Supplied text
-----
Sun Yat-sen's Xingzhonghui (Revive China Society) was established at Honolulu in 1894 with the main purpose of fund-raising revolutions.[9] The two organizations were merged in 1894.[10]

Smaller groups

The Huaxinghui (China Revival Society) was founded in 1904 with notables like Huang Xing, Zhang Shizhao, Chen Tianhua and Song Jiaoren and 100 others. Their motto was "Take one province by force, and inspire the other provinces to rise up".[11]

The Guangfuhui (Restoration Society) was also founded in 1904 in Shanghai with Cai Yuanpei. Other notable members include Zhang Binglin and Tao Chengzhang.[12] Despite having the anti-Qing cause, the Guangfuhui is highly critical of Sun Yat-sen.[13] One of the most famous female revolutionaries Qiu Jin who fought for women's rights was also from Guangfuhui.[13]

There were also many other minor revolutionary organizations, such as Lizhi Xuehui (勵志學會) in Jiangsu, Gongchanghui (公強會) in Sichuan, Yiwenhui (益聞會) and Hanzhudulihui (漢族獨立會) in Fujian, Yizhihui (易知社) in Jiangxi, Yuewanghui (岳王會) in Anhui and Qunzhihui (群智會/群智社) in Guangzhou.[14]

Other criminal organizations that were anti-Manchu include Green Gang and Hongmen Zhigongtang (致公堂).[15] Sun Yat-sen himself came in contact with the Hongmen also known as Tiandihui (Heaven and Earth society).[16][17]

Gelaohui (Elder Brother society) was also another group with Zhu De, Wu Yuzhang, Liu Zhidan (劉志丹) and Helong.[7] This is the revolutionary group that would eventually develop a strong link with the later Communist party.[7]

Sun Yat-sen with his Tongmenghui


Sun Yat-sen successfully united the Revive China Society, Huaxingwui and Guangfuhui in the summer of 1905, thereby establishing the unified Tongmenghui (United League) in August 1905 in Tokyo.[18] While it started in Tokyo, it has loose organizations distributed across the country and outside the country. Sun Yat-sen was the leader of this unified group. Other revolutionaries that worked with the Tongmenghui include Wang Jingwei and Hu Hanmin. When the Tongmenhui was established, more than 90% of the Tongmenhui members were between age of 17 and 26 years of age.[19] Some of the work in the era include manhua publications like the Journal of Current Pictorial.[20]

Later groups

In February 1906 Rizhihui (日知會) also had many revolutionaries including Sun Wu (孫武), Zhang Nanxian (張難先), He Jiwei and Feng Mumin.[21][22] A nucleus of attendees of this conference evolved into the Tongmenhui's establishment in Hubei.

In July 1907 several members of Tongmenhui in Tokyo advocated a revolution in the area of the Yangtze River. Liu Quiyi (劉揆一), Jiao Dafeng (焦達峰), Zhang Boxiang (張伯祥) and Sun Wu (孫武) established Gongjinhui (Progressive Association) (共進會).[23][24] In January 1911 revolutionary group Zhengwu Xueshe (振武學社) was renamed as Wenxueshe (Literary society) (文學社).[25] Jiang Yiwu (蔣翊武) was chosen as the leader.[26] These two organizations would play a big role in the Wuchang Uprising.
-----
Information given
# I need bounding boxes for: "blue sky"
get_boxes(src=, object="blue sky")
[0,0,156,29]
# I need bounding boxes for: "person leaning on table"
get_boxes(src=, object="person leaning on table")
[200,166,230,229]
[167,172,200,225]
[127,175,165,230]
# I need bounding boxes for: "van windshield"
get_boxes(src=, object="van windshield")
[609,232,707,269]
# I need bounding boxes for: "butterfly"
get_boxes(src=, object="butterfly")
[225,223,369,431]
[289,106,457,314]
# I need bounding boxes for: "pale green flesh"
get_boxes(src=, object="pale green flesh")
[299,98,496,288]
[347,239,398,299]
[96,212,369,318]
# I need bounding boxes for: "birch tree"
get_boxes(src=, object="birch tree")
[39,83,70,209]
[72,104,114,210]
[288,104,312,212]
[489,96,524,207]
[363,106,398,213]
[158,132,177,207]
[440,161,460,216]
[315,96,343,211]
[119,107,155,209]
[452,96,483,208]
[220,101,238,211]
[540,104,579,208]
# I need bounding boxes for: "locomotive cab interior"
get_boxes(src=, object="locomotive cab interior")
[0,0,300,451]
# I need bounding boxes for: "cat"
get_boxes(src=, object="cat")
-----
Exercise instructions
1. Translate this sentence from the passage on Chinese revolutionary groups into Spanish: "Sun Yat-sen was the leader of this unified group."
2. Please quote the passage on Chinese revolutionary groups word for word, starting at "In July 1907" and ending at "the Wuchang Uprising.".

Answers in order
1. Sun Yat-sen era el líder de este grupo unificado.

2.
In July 1907 several members of Tongmenhui in Tokyo advocated a revolution in the area of the Yangtze River. Liu Quiyi (劉揆一), Jiao Dafeng (焦達峰), Zhang Boxiang (張伯祥) and Sun Wu (孫武) established Gongjinhui (Progressive Association) (共進會).[23][24] In January 1911 revolutionary group Zhengwu Xueshe (振武學社) was renamed as Wenxueshe (Literary society) (文學社).[25] Jiang Yiwu (蔣翊武) was chosen as the leader.[26] These two organizations would play a big role in the Wuchang Uprising.